** Brief **
Please output every line of the entries below as a numbered list, skipping any blank lines and leaving the pictures out.

# # # # # # #

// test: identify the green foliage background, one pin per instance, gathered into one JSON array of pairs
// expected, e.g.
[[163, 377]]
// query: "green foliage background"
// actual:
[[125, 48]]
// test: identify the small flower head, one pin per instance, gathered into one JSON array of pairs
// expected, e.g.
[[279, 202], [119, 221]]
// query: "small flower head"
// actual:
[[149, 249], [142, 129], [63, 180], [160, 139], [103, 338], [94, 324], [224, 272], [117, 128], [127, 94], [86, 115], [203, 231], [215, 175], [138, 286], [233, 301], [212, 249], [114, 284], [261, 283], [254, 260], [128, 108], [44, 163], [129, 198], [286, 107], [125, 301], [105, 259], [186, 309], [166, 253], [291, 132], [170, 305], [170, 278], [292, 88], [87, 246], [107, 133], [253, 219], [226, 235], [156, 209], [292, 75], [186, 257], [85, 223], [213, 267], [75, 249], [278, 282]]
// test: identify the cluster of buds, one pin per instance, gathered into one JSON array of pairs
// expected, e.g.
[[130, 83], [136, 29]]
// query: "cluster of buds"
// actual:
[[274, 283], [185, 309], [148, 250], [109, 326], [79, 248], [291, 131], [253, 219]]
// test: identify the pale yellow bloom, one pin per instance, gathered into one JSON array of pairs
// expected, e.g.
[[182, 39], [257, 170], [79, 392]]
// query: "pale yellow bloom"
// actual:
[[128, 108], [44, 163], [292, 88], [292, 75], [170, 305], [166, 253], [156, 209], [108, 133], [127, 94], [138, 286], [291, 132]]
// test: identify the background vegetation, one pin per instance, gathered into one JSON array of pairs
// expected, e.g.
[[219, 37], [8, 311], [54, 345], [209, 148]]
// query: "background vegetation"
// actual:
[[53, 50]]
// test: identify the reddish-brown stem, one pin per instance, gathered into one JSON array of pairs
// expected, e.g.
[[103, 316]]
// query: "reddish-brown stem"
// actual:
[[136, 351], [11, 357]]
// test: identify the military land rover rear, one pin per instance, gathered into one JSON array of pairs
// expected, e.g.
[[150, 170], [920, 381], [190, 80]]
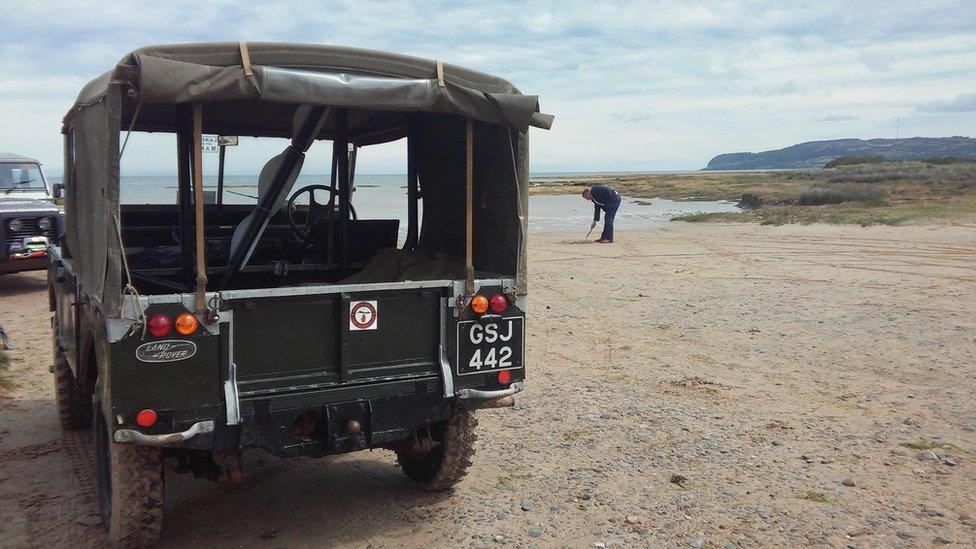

# # # # # # #

** Task response **
1. // test: identify the green foliage background, one pin per instance, gathered into one JSON array of pairs
2. // expected, e.g.
3. [[163, 377]]
4. // query: "green foliage background"
5. // actual:
6. [[125, 48]]
7. // test: identify the small flower head, one pin per instance, gathered into one JSON array of pairs
8. // expected, e.g.
9. [[279, 202], [119, 221]]
10. // query: "small flower head"
11. // actual:
12. [[149, 249], [142, 129], [63, 180], [160, 139], [103, 338], [94, 324], [224, 272], [117, 128], [127, 94], [86, 115], [203, 231], [215, 175], [138, 286], [233, 301], [212, 249], [114, 284], [261, 283], [254, 260], [128, 108], [44, 163], [129, 198], [286, 107], [125, 301], [105, 259], [186, 309], [166, 253], [291, 132], [170, 305], [170, 278], [292, 88], [87, 246], [107, 133], [253, 219], [226, 235], [156, 209], [292, 75], [186, 257], [85, 223], [213, 267], [75, 249], [278, 282]]
13. // test: identify the cluster of buds, one pin per instance, gathered into one JSON array of pairs
14. // expected, e.g.
15. [[130, 83], [136, 29]]
16. // query: "cluster of buds"
17. // actual:
18. [[274, 283], [185, 309], [148, 250], [109, 326], [79, 248], [291, 131], [253, 219]]
19. // test: identify the pale yellow bloom, one pin per instance, gathered into one JSON array of pairs
20. // expected, e.g.
21. [[182, 39], [257, 170], [79, 392]]
22. // query: "pale yellow bloom"
23. // actual:
24. [[128, 108], [44, 163], [292, 88], [292, 75], [170, 305], [166, 253], [156, 209], [108, 133], [127, 94], [138, 286], [291, 132]]
25. // test: identify the background vegetation, one pin per instance, gathered into one JSON array of pairs
26. // expected, e.g.
27. [[219, 37], [8, 311], [54, 345], [209, 148]]
28. // query: "background vegetation"
29. // actual:
30. [[53, 50]]
31. // test: identify the reddish-brown stem, one pin per instance, gathered into one JSON array of pairs
32. // expected, e.g.
33. [[103, 316]]
34. // query: "reddish-brown stem"
35. // actual:
36. [[136, 351], [11, 357]]
37. // test: identify the military land rover rear, one pin per instance, gathered into one JSON array of pairs
38. // expected, e.g.
39. [[150, 170], [920, 381], [190, 80]]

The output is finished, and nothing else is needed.